--- Aangeleverde tekst ---
# # #
Parochianen van Dworp en Rode herinneren zich wellicht dat een paar jaar geleden gevraagd werd om oude paaskaarsen te bezorgen. Die werden dankbaar in ontvangst genomen door Ivo Vanvolsem, scheutist uit het nabije Buizingen. Nu is hij na vier jaar ononderbroken verblijf in zijn missiepost in Kananga (Kongo) opnieuw naar België kunnen afreizen voor wat vakantie. Hierbij een fragment uit zijn laatste brief.
“Mijn nieuwjaarsbrief komt er weer te laat aan! Tussen Kerstmis en Pasen! Het weerspiegelt wel de realiteit waarin we leven: heel wat ellende tussen geboorte en dood, maar altijd hopend op verandering en nieuw verrezen leven!”
“Zeker hier bij ons, want we boeren achteruit … De meeste wegen zijn kapot gespoeld door de hevige tropische regenbuien, elektriciteit en watervoorziening blijven een droom, af en toe rijdt er nog eens een trein, er is gebrek aan eten en geld, dus is er veel ondervoeding, wordt er veel gestolen en is er veel corruptie. Mooie maar holle politieke toespraken trachten dat allemaal te bedekken. Allemaal niet zo aangenaam om mee te leven. De meeste mensen zijn wel levenskunstenaars en passen zich vlot aan, alsof ze er zich niet van bewust zijn dat ze in mensonwaardige toestanden leven.”
“President Tshisekedi was hier vanaf Kerstmis een tiental dagen op bezoek in de Grote Kasayi – zijn wortels –, de eerste keer sinds het begin van zijn presidentschap, drie jaar geleden. Hij heeft heel wat langs de weg gereisd en veel gewone mensen ontmoet om de realiteit van de streek van zijn voorouders concreet aan te voelen. Verschillende keren is zijn wagen vastgereden in de modder van de onberijdbare wegen. En hij heeft de wanhoopskreten van zijn volk gehoord. Na dat bezoek was hij duidelijk ontnuchterd en zei ontgoocheld te zijn: ‘Wat hebben de autoriteiten hier gedaan met het geld dat ik hen toevertrouwde om de wegen en bruggen te herstellen?’”
# # #
--- Opgeslagen gegevens ---

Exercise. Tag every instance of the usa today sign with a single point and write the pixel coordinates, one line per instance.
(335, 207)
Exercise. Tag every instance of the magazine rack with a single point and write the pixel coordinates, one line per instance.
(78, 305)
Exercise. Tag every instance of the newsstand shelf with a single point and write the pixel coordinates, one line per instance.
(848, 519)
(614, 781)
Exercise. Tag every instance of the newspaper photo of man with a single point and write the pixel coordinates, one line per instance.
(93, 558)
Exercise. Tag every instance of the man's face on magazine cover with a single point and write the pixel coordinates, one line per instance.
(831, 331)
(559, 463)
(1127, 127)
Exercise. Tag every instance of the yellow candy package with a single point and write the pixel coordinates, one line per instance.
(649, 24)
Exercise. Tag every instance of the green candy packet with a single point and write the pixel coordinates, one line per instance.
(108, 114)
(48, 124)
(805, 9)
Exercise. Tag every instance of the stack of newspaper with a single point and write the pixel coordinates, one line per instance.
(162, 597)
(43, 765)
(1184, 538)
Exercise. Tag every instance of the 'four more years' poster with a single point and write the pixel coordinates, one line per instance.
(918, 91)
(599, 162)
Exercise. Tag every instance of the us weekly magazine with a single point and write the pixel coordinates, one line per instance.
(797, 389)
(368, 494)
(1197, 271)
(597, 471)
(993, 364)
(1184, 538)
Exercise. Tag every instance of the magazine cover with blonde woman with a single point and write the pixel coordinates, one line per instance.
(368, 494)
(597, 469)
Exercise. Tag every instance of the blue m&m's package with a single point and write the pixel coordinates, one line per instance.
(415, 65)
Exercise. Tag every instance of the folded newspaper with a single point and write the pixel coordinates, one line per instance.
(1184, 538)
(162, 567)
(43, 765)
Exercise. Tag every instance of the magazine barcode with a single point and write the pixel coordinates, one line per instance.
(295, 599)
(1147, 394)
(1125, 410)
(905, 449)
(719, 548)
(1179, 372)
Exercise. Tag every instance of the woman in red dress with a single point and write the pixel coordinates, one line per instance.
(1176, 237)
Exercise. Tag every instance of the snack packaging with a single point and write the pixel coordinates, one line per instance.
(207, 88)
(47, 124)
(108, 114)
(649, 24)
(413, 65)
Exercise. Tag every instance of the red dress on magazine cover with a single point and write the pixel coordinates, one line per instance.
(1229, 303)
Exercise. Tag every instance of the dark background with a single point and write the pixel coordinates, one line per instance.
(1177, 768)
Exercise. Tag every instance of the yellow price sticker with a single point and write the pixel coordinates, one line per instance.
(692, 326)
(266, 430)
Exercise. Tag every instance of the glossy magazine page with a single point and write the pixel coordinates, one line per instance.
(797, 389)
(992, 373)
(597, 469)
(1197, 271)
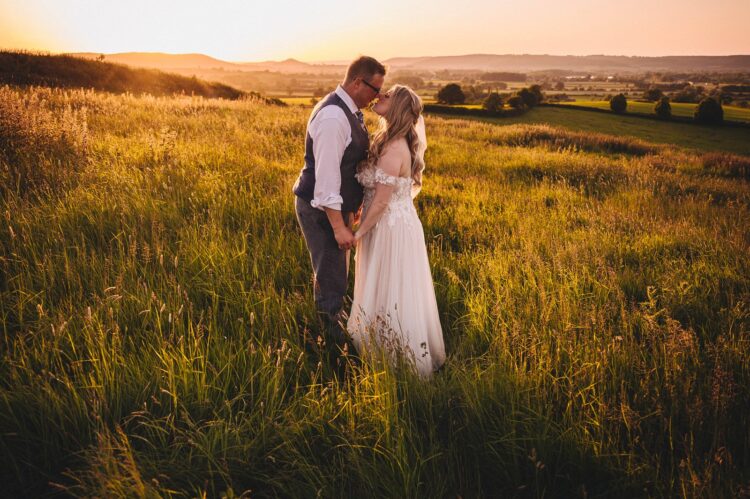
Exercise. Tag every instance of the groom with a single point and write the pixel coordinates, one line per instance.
(327, 194)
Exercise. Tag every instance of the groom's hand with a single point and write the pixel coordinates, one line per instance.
(342, 233)
(344, 237)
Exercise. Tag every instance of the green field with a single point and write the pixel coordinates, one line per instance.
(731, 113)
(686, 135)
(158, 325)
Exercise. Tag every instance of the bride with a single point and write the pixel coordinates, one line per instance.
(394, 299)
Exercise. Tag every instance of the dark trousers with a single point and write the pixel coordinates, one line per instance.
(330, 265)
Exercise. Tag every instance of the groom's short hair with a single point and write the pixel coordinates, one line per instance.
(365, 67)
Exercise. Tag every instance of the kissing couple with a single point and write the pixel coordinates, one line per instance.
(347, 172)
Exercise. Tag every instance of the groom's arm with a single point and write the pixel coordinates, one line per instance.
(330, 136)
(330, 132)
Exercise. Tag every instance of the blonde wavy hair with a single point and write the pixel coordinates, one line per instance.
(399, 121)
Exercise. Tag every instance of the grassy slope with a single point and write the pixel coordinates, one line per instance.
(735, 140)
(595, 310)
(21, 68)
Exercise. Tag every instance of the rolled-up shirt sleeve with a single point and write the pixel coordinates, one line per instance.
(329, 136)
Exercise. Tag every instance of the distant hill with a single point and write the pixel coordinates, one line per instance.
(157, 60)
(22, 68)
(594, 63)
(474, 62)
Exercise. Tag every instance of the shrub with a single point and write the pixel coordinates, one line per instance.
(493, 102)
(618, 103)
(709, 112)
(663, 108)
(516, 102)
(537, 90)
(653, 94)
(451, 94)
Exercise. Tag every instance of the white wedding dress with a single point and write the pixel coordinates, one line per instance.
(394, 298)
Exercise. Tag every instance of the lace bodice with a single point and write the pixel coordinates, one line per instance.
(400, 206)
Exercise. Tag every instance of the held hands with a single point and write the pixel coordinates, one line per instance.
(345, 238)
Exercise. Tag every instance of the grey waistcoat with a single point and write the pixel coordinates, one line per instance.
(356, 151)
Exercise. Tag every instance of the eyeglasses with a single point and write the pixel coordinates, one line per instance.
(377, 89)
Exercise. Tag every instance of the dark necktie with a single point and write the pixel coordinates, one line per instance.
(361, 118)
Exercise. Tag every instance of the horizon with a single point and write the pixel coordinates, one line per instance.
(346, 61)
(333, 31)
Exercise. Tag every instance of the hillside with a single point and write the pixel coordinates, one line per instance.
(477, 62)
(21, 68)
(159, 327)
(525, 62)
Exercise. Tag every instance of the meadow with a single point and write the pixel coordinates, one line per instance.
(688, 136)
(731, 113)
(159, 334)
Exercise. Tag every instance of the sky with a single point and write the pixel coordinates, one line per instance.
(335, 30)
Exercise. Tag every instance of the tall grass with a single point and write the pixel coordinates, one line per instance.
(158, 328)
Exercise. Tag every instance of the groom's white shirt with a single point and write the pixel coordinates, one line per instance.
(331, 134)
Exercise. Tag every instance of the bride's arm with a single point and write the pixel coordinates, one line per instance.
(390, 163)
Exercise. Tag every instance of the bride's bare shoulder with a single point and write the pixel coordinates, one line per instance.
(397, 146)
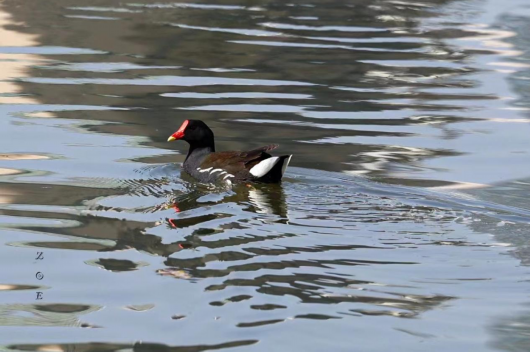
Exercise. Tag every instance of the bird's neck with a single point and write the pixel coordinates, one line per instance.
(198, 151)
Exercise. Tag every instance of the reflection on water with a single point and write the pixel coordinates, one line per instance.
(371, 98)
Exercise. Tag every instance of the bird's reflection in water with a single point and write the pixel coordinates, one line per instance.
(263, 241)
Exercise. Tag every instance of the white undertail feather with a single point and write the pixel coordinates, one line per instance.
(264, 166)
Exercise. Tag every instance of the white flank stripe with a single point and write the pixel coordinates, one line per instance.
(215, 170)
(286, 163)
(264, 166)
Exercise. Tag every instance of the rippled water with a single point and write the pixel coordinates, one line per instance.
(402, 224)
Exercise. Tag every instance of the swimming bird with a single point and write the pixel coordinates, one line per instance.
(208, 166)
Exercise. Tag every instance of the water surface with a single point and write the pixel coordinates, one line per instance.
(402, 221)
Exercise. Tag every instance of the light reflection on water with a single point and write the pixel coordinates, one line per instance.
(373, 99)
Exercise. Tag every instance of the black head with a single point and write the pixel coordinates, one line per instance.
(195, 132)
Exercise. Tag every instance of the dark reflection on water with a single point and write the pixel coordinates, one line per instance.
(139, 257)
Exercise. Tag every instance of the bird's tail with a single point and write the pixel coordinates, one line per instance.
(271, 170)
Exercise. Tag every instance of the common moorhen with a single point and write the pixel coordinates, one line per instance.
(208, 166)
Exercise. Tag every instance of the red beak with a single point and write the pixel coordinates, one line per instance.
(180, 133)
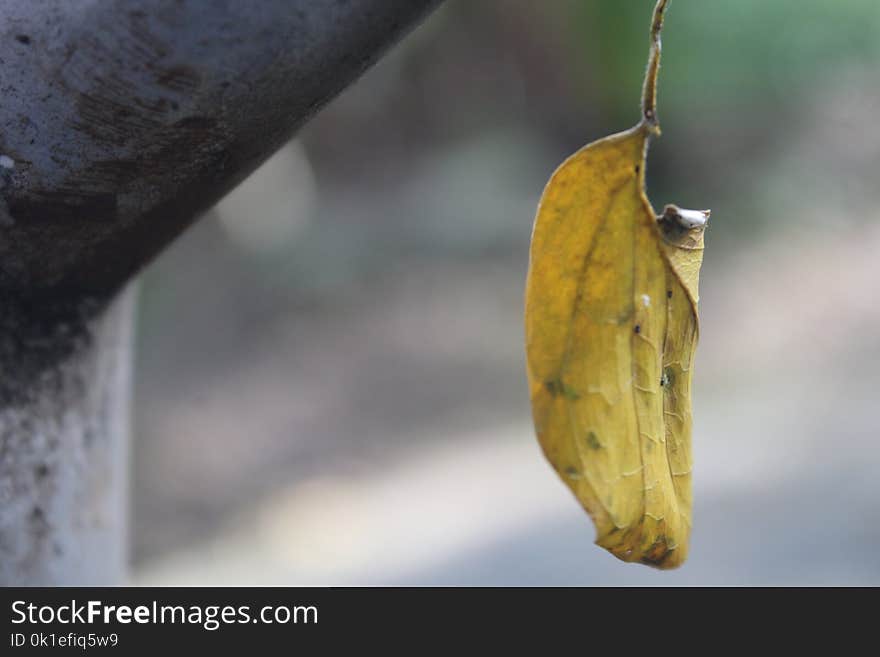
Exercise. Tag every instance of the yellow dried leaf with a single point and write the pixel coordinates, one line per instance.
(611, 330)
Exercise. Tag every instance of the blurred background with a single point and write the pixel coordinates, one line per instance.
(330, 375)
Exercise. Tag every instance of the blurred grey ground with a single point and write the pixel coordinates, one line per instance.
(331, 385)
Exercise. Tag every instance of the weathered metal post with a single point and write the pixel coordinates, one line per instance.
(120, 121)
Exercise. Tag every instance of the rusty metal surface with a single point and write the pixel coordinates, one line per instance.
(121, 120)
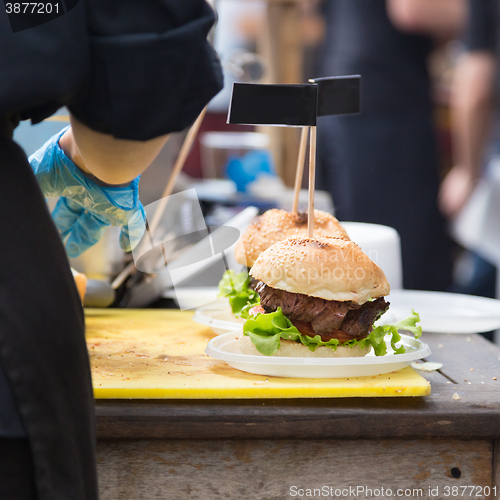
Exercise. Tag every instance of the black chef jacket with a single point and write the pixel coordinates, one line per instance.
# # #
--- Opdrachten ---
- 1) Stemmen de volgende beweringen overeen met de tekst over de missiepost in Kananga? Antwoord per bewering met ja of nee en citeer letterlijk de woorden uit de tekst die de doorslag geven.
(a) Ivo Vanvolsem verbleef vier jaar zonder onderbreking in zijn missiepost in Kananga.
(b) Elektriciteit en watervoorziening zijn in de streek inmiddels verzekerd.
(c) Het bezoek van president Tshisekedi aan de Grote Kasayi was zijn eerste sinds het begin van zijn presidentschap.
- 2) Schrijf het stuk van de tekst over de missiepost in Kananga woord voor woord over, tussen "Parochianen van Dworp" en "zijn laatste brief.", beide inbegrepen.

--- Verwachte antwoorden ---
- 1)
(a) Ja: "na vier jaar ononderbroken verblijf in zijn missiepost in Kananga (Kongo)"
(b) Nee: "elektriciteit en watervoorziening blijven een droom"
(c) Ja: "de eerste keer sinds het begin van zijn presidentschap, drie jaar geleden"

- 2)
Parochianen van Dworp en Rode herinneren zich wellicht dat een paar jaar geleden gevraagd werd om oude paaskaarsen te bezorgen. Die werden dankbaar in ontvangst genomen door Ivo Vanvolsem, scheutist uit het nabije Buizingen. Nu is hij na vier jaar ononderbroken verblijf in zijn missiepost in Kananga (Kongo) opnieuw naar België kunnen afreizen voor wat vakantie. Hierbij een fragment uit zijn laatste brief.